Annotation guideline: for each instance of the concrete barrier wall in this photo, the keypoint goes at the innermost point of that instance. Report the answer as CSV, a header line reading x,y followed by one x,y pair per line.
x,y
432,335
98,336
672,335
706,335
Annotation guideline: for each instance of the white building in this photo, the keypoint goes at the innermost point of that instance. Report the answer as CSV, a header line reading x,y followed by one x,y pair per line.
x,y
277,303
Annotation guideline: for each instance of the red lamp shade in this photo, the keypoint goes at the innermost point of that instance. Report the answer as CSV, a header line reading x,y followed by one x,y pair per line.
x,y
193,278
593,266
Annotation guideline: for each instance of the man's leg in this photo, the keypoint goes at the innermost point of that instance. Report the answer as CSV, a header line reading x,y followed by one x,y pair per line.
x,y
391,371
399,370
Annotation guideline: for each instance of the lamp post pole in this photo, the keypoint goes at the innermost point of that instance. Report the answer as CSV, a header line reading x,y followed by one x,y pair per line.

┄┄┄┄┄┄┄┄┄┄┄┄┄┄┄┄┄┄┄┄

● Work to do
Scale the material above by reproducing every line, requests included, with each coordinate in the answers multiplied by 2.5 and rounded to a whole number, halves going up.

● The solution
Annotation guideline: for each instance of the concrete barrier wall in this photo, the keypoint goes at the innermost point of that instance. Report the answer as CSV, a header line reading x,y followed by one x,y pair per line.
x,y
1080,838
245,840
1680,838
1765,838
Annotation guideline: for each instance of the white building in this photo, the keypoint goes at the innermost point of that instance. Report the answer as CSV, a header line reading x,y followed by one x,y pair per line.
x,y
693,758
Annotation guideline: for each instance of the red lamp shade in this photo, the keypoint goes at the innermost point of that instance. Report the answer as CSV, a header line reading x,y followed by one x,y pair per line.
x,y
483,695
1483,665
Annotation guideline: for each instance of the man's leg in this photo, the keypoint goes at the innermost point of that instance. Report the answer as CSV, a header line reading x,y followed by one x,y pair per line.
x,y
978,928
998,925
Annotation guideline: for each instance of the lamp post pole in this photo, the keypoint goes at the innermost point of that instance. Report the answer as CSV, a header line reading x,y followed by one x,y pair per line.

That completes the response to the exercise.